_WHAT THE TASK REQUIRES_. How many lines in the rows below contain the string "parked"? Case counts, and your reply should be only the number.

_INPUT MATERIAL_.
— START —
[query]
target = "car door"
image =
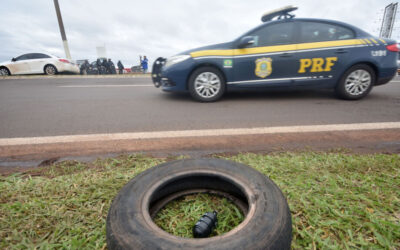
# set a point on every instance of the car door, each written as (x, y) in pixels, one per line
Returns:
(37, 62)
(269, 59)
(323, 51)
(20, 65)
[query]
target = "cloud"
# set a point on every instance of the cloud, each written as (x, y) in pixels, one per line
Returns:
(154, 27)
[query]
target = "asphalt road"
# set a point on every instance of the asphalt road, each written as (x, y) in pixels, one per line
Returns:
(69, 106)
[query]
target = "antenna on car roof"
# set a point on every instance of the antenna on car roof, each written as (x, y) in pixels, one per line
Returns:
(282, 13)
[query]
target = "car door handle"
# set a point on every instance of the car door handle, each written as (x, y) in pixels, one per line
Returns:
(286, 55)
(341, 51)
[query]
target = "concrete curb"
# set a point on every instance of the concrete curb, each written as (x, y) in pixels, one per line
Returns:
(75, 76)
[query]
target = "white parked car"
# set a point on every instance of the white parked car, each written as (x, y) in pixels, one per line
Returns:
(37, 63)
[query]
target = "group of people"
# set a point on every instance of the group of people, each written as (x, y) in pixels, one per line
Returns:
(104, 66)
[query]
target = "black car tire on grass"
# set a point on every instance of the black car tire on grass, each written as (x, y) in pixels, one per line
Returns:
(267, 224)
(341, 90)
(206, 70)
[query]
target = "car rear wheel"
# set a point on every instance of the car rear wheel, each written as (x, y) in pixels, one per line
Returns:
(206, 84)
(4, 72)
(356, 82)
(50, 70)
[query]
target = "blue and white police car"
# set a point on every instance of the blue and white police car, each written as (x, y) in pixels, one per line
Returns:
(283, 52)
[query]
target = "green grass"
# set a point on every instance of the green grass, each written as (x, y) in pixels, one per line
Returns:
(337, 200)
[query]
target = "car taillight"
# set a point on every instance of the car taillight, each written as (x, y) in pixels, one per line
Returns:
(393, 47)
(64, 60)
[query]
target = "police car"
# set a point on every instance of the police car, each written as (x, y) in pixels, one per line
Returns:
(283, 52)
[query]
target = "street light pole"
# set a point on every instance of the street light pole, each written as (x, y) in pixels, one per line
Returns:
(61, 25)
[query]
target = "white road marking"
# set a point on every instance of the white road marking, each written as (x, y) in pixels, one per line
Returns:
(197, 133)
(106, 86)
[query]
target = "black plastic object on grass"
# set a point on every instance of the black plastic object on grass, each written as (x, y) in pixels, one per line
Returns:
(205, 225)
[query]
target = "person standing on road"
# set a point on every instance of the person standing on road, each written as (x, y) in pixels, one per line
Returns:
(144, 64)
(84, 67)
(120, 67)
(106, 66)
(99, 66)
(111, 66)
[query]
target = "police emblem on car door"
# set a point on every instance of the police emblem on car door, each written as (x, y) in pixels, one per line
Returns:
(263, 67)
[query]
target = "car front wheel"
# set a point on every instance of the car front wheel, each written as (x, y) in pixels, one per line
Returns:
(50, 70)
(356, 82)
(206, 84)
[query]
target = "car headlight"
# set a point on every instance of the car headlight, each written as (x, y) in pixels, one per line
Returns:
(176, 59)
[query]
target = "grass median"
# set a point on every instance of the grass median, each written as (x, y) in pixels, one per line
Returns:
(337, 200)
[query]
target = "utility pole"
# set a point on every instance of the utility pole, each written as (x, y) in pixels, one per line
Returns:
(61, 25)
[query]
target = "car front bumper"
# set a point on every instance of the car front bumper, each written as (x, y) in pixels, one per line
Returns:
(172, 78)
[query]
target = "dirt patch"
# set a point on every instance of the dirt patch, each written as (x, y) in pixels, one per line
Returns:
(371, 141)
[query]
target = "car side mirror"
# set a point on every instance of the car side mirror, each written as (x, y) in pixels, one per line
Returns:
(246, 41)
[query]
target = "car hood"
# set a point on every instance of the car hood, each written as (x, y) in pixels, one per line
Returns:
(209, 47)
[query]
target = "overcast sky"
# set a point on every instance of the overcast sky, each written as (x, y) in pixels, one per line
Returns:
(154, 28)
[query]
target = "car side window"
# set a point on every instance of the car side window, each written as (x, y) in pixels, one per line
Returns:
(38, 56)
(274, 34)
(23, 57)
(319, 32)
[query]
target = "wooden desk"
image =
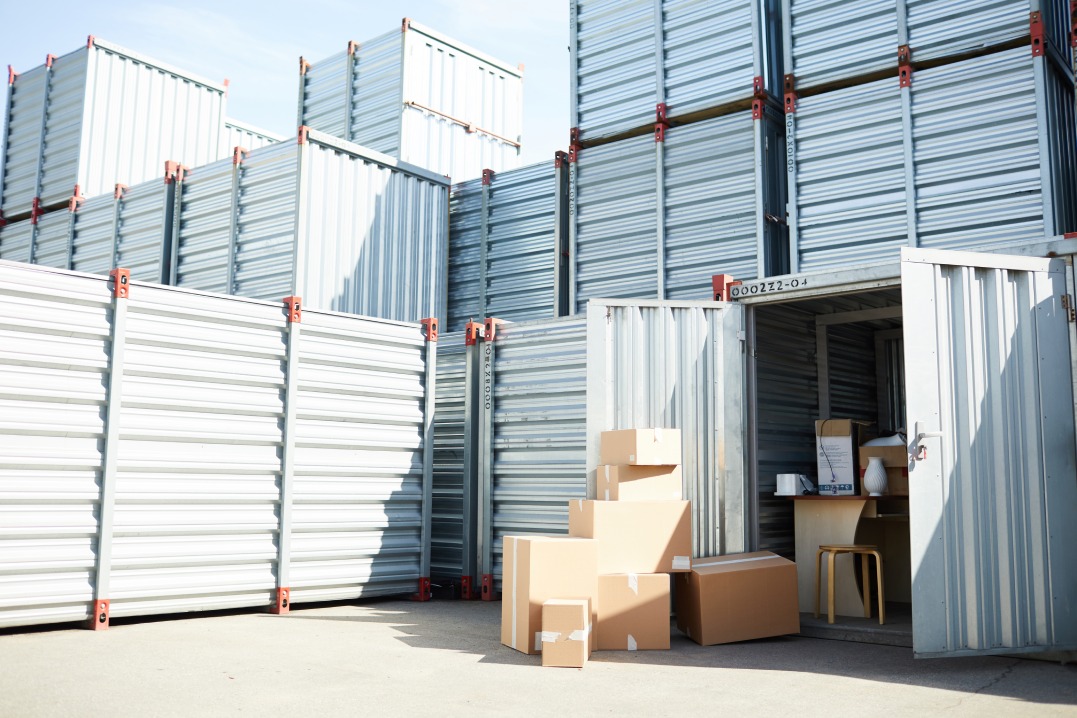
— END —
_ANSWER TO THE EXERCISE_. 2